- The task:
Arrange every line of the listing below as a Markdown table with two columns, Row and Line. Number the rows in order and leave out blank lines.

══ The data

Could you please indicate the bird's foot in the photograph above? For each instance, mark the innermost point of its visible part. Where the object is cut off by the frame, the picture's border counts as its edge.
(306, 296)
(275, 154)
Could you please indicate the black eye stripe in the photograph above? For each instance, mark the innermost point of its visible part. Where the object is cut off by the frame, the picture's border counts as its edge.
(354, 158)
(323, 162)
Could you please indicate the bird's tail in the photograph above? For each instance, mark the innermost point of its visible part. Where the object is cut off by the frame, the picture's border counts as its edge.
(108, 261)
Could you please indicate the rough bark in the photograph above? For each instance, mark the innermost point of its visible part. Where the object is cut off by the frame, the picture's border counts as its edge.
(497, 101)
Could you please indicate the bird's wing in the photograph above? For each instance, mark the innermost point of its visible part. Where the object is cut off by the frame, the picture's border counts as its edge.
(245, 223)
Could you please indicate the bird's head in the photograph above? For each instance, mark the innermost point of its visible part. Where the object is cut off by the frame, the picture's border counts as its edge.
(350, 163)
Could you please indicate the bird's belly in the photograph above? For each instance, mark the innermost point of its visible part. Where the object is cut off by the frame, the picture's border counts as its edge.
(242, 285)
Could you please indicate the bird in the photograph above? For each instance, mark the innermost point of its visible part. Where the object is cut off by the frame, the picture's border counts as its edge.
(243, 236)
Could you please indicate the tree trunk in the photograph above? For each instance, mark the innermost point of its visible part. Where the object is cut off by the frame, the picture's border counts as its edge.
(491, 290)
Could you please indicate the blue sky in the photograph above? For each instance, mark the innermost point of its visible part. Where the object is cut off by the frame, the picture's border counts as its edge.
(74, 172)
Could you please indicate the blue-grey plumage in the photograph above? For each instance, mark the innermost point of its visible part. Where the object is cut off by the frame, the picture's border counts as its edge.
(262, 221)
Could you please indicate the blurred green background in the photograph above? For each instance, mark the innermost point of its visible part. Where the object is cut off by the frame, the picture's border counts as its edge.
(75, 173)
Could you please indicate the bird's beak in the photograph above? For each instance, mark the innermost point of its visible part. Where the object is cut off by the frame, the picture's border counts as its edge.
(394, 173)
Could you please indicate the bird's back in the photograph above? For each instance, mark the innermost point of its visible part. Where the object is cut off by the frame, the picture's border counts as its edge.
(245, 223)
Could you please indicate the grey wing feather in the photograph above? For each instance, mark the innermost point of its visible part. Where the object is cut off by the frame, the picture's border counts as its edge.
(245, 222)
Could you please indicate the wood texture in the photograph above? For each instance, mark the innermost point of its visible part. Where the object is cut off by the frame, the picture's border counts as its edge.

════

- Task answer:
| Row | Line |
|---|---|
| 1 | Could you please indicate the bird's foot in the photograph above? For each instance, mark the innermost point of its visible part. Where the object is cut off by the frame, the picture's border counts as its edge. |
| 2 | (306, 296) |
| 3 | (275, 154) |
| 4 | Could you please indicate the black eye stripe in the photograph above? For each instance, mark the innermost point of its visible part. Where the object is cut off by the frame, the picture's border counts as its edge. |
| 5 | (354, 158) |
| 6 | (323, 162) |
| 7 | Could you please indicate the bird's tail in the photograph above? For each instance, mark the innermost point of its visible part. Where the object is cut off by the frame, the picture's border counts as its edge. |
| 8 | (108, 261) |
| 9 | Could you please indicate the rough bark in the photograph above? For each instance, mark the innermost point of its visible part. Where the object is cut off by the frame, the picture's border counts as its edge. |
| 10 | (497, 101) |
| 11 | Could you please indicate the bird's wing in the photograph above? For each instance, mark the innermost point of its visible part. Where the object is cut off by the frame, the picture's border counts as its edge. |
| 12 | (245, 223) |
| 13 | Could you please indicate the bird's head in the photograph above? For each instance, mark the innermost point of its visible part. Where the object is cut off by the frame, the picture's border counts as its edge. |
| 14 | (350, 163) |
| 15 | Could you please indicate the bird's belly in the photograph above? For each instance, mark the innermost point of its visible part. Where the object is cut off by the frame, the picture's border counts as its edge. |
| 16 | (242, 285) |
| 17 | Could you please indicate the bird in the photograph above? For each instance, mark the innermost point of its visible part. Where the object is cut off by the frame, the picture's border counts as its edge. |
| 18 | (243, 236) |
| 19 | Could you please indicate the tree trunk in the photograph above? For each instance, mark the innermost point of its visible part. Where the object is cut off by the frame, the picture's border counts as its edge. |
| 20 | (491, 290) |
| 21 | Could you please indicate the blue sky in the photograph above? For each instance, mark the innermost point of its visible part. Where the object is cut off by the frame, the picture's border counts as its edge. |
| 22 | (74, 172) |
| 23 | Could you please indicate the blue-grey plumage in the photograph above? For each instance, mark the innermost point of its visible part. Where the object is cut off by the frame, the picture's border counts as its edge. |
| 24 | (262, 221) |
| 25 | Could you please indicate the blurred green background in the photograph above? For each instance, mark the innermost point of its visible part. Where the object is cut off by the frame, the picture's border counts as its edge. |
| 26 | (75, 173) |
| 27 | Could you please indicate the bird's beak in the photograph above? For each instance, mark the innermost point of its visible part. Where the object is cut off by the frame, the picture's border counts as its edge. |
| 28 | (394, 173) |
| 29 | Could you please indicate the bird's back in the photograph above? For each instance, mark the innermost point of its visible part. Where the object is cut off by the frame, the picture's border counts as its edge. |
| 30 | (245, 223) |
| 31 | Could you please indicate the grey wing feather in the photograph above? For each instance, mark the innermost point of its visible part. Where the object is cut off by the frame, the picture's border counts as its edge. |
| 32 | (245, 222) |
| 33 | Could you please indicate the wood texture in the photograph above? For each instance, mark the innermost point of its visible part. Where the object is cut off by the frame, the picture's border counts as its edge. |